- [WHAT THE EXERCISE ASKS]:
Reproduce verbatim the stretch of the Connecta internship reflection from "As noted earlier, my" through "for Connecta’s products.".
[Opening PAGE TEXT section]
David Thomas ’19 Connecta– At the time of this writing, interning with Connecta has proven to be a unique experience. Connecta is almost entirely different than my previous internships, whether it be the work environment, fellow employees, or job tasks.
To those who aren’t familiar with the company, Connecta Corporation is a manufacturer of specialty precision parts and assemblies for commercial, medical, electronic, and aerospace applications.The company specializes in the use of CNC Swiss turning machines to produce small to medium runs of precision turned parts. Competitive manufacturing processes have enabled Connecta to achieve the commercial success that it has today, contracting with branches of the US military and many other prominent international customers.
As noted earlier, my tenure with Connecta has been nothing short of interesting. Thus far, I have worked on a variety of projects that are both directly and indirectly related to the front-end production. For projects directly related to front-end production, I have to say that my prior technical education with precision machining has helped substantially for this internship (in other words, I am glad to have enrolled in machine shop classes during high school). When performing a quality control testing project for steam valve assemblies, my prior knowledge about precision machining came as an invaluable asset for properly communicating specifications about the project, using correct “industry language”. Aside from quality control testing, I have also assisted in shipment preparations for Connecta’s products.
My project assignments that were indirectly related to front-end production proved to be a bit more challenging and open-ended. One of these projects is a sidewalk replacement, which involves outreach to the Indianapolis city government. Over the past five years, local elderly residents have been injured by falling on this sidewalk, resulting in my task assignment to resolve this issue. As mundane as a sidewalk replacement may seem, it has proven to be quite challenging to mobilize the necessary support when there no great incentive from the city to allocate its limited resources towards this end. As a result, greater advocacy efforts are needed to bring find a solution to this ongoing five-year problem. At the time of this writing, I have completed several phone calls to city officials and scheduled a meeting the local community association to gather in formal petition. By the end of the summer, I hope to put the 34thstreet sidewalk on the city’s construction agenda.
Overall, my internship experience with Connecta has taught and reaffirmed several lessons in my ongoing learning process. I found two to be prominently important, because these two have helped me the most with my internship. First, I noticed that drawing upon residual knowledge is an important part of finding or creating opportunity. Therefore, collecting a diverse range of skills is crucial for maximizing opportunistic potential. Whether it be my machine shop classes in high school or my liberal arts education at Wabash College, I found that thinking holistically about applying what I have learned increases the quality and capability of my work. Second, I found that communication clarity is ridiculously important. In all aspects of the internship, from the processes of the production floor to the phone calls with city officials, communicating with clarity sidesteps many of the inefficiencies that result from misunderstanding. Going forward into my professional career, I intend to hold these principles to heart. I am grateful for the experiential learning curve from my summer internship with Connecta.
[Closing PAGE TEXT section]
[Opening LISTED ENTRIES section]
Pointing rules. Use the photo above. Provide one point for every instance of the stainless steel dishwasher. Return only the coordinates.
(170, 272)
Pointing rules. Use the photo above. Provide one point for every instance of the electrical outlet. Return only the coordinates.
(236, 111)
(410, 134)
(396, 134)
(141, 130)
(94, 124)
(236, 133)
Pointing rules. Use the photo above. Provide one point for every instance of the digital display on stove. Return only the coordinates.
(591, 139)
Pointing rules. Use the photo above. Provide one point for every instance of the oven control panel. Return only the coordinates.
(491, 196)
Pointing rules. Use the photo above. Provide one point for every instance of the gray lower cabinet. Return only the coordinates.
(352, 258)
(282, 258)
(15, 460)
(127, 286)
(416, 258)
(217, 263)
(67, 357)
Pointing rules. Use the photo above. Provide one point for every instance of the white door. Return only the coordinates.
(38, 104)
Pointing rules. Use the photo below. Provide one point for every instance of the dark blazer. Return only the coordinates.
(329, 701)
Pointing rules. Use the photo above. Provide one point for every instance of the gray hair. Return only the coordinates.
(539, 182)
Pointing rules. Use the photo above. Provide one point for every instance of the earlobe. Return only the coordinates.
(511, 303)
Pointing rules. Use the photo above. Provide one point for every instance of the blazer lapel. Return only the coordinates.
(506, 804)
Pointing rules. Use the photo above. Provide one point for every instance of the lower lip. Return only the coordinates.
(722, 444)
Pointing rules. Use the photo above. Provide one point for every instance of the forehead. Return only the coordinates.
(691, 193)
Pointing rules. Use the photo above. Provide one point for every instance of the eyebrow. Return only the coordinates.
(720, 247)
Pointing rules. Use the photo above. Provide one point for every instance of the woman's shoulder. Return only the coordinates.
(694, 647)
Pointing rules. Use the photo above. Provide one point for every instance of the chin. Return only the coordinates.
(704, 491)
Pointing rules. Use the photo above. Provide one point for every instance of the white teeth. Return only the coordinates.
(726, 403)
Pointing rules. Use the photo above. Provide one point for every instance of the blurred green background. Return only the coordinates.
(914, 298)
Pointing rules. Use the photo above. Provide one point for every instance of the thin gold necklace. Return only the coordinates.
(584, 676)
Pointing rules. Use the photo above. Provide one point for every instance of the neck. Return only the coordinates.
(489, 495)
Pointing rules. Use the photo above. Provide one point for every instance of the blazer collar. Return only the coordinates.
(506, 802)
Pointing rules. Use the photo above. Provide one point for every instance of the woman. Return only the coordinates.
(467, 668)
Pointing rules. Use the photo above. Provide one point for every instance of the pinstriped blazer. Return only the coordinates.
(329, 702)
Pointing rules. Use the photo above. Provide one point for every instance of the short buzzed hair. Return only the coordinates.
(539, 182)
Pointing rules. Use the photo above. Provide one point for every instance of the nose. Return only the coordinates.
[Closing LISTED ENTRIES section]
- [SOLUTION FOR THIS PROBLEM]:
As noted earlier, my tenure with Connecta has been nothing short of interesting. Thus far, I have worked on a variety of projects that are both directly and indirectly related to the front-end production. For projects directly related to front-end production, I have to say that my prior technical education with precision machining has helped substantially for this internship (in other words, I am glad to have enrolled in machine shop classes during high school). When performing a quality control testing project for steam valve assemblies, my prior knowledge about precision machining came as an invaluable asset for properly communicating specifications about the project, using correct “industry language”. Aside from quality control testing, I have also assisted in shipment preparations for Connecta’s products.